### [PASSAGE]
┄┄┄┄┄┄┄┄┄┄┄┄┄┄┄┄┄┄┄┄

# Light roasted coffee



## BlackCatCoffee (Apr 11, 2017)

I need forum members help!

What is the most widely available* light* roasted coffee on the market?

Lighter the better.

I am ideally thinking from the supermarket that anyone can buy wherever they are in the country.

Thanks

David


----------



## tsouthwell (Jul 17, 2020)

Union do some light roasts and are probably the only light roasted (at least advertised as such) coffee I've ever seen in a supermarket.


----------



## Rob1 (Apr 9, 2015)

The lightest roast I've ever had was from Django. You could try https://divinecoffee.co.uk/products/ethiopian-250g which was even lighter, experience was shared by a forum member recently.


----------



## Mrboots2u (May 10, 2013)

Union espresso blends are not light imho


----------



## Mrboots2u (May 10, 2013)

Supermarket and sympathetically developed coffee isn't going to be a rich pool to draw from


----------



## catpuccino (Jan 5, 2019)

Mrboots2u said:


> Union espresso blends are not light imho


 They're not I agree but sometimes you'll see some of their light roast single origin micro lots in bigger supermarkets which are pretty light, may be what @tsouthwell was thinking of.


----------



## Grimley (Jan 18, 2015)

I'm off to a certain supermarket tomorrow to pick a supermarket coffee as a 'challenger' for @filthynines coffee when he starts roasting next month, as I challenged him on twitter about 6-7 months ago!

Yep - don't think you can escape from me here! I'll report back tomorrow 😉


----------



## 4085 (Nov 23, 2012)

@Grimley..........good lord, there is a name from the past! Welcome back matey, to this forum, and you have got younger! Still just the happy place it always was!


----------



## The Systemic Kid (Nov 23, 2012)

Grimley said:


> Yep - don't think you can escape from me here! I'll report back tomorrow 😉


 Hope you didn't get the growth hormones via Ebay😀😀

Welcome back stranger.


----------



## Stox (Jul 19, 2020)

Here's a search link you could try - it returns just one result:

http://coffeediff.co.uk/coffee-beans?roast=|EXTRA_LIGHT|

(Following the link I'm not sure that you get coffee beans in that bag; it looks like it's actually an infusion of some sort!)

Of course these designations are entirely up to the roaster; the following gets rather more (95) results:

http://coffeediff.co.uk/coffee-beans?roast=|LIGHT|

It looks like the coffeediff site depends on whatever information it scrapes off the individual roaster's websites, so it can still miss stuff, but it's the most comprehensive search site I have found.

┄┄┄┄┄┄┄┄┄┄┄┄┄┄┄┄┄┄┄┄

### [ENTRIES SUPPLIED]
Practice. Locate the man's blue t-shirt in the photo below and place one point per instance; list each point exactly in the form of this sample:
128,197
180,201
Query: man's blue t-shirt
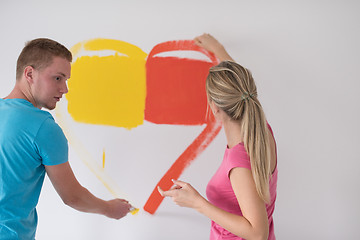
29,139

┄┄┄┄┄┄┄┄┄┄┄┄┄┄┄┄┄┄┄┄

### [PROBLEMS TO SOLVE]
(1) Answer from the light-roast coffee thread.
(a) Where did the opening post ideally want the coffee to be bought?
(b) Which roaster supplied the lightest roast Rob1 had ever had?
(c) According to Stox, how many results does the search for light roasts return?
(2) Carry on the light-roast coffee thread with a new post after its last one.
The entries were taken from a different source than the coffee thread.

### [OUTPUTS BY TASK]
(1)
(a) From the supermarket, so that anyone could buy it wherever they are in the country.
(b) Django.
(c) 95.

(2)
----------



## Blue_Cafe (Jun 22, 2020)

Looking around today, Starbucks Blond seems to be the lightest bean on the shelves?

Not sure if this helps, mind...


----------



## Chainlinephil (Apr 5, 2020)

I assume you mean blend then and not an SO?

Sent from my iPhone using Tapatalk


----------



## Grimley (Jan 18, 2015)

Sorry I did go to the supermarket yesterday. Picked these 2 up. in fact I've been to Waitrose, Sainsburys & Morrisons to find a light roast coffee & these are the lightest as regards beans. Waitrose do a strength '2' whatever that means but that was ground coffee. I took the beans out for a photo the kenyan is on the left & the DR congo is on the right. Dunno about you, but they don't look like a medium roast to me.


----------



## tsouthwell (Jul 17, 2020)

Grimley said:


> Sorry I did go to the supermarket yesterday. Picked these 2 up. in fact I've been to Waitrose, Sainsburys & Morrisons to find a light roast coffee & these are the lightest as regards beans. Waitrose do a strength '2' whatever that means but that was ground coffee. I took the beans out for a photo the kenyan is on the left & the DR congo is on the right. Dunno about you, but they don't look like a medium roast to me.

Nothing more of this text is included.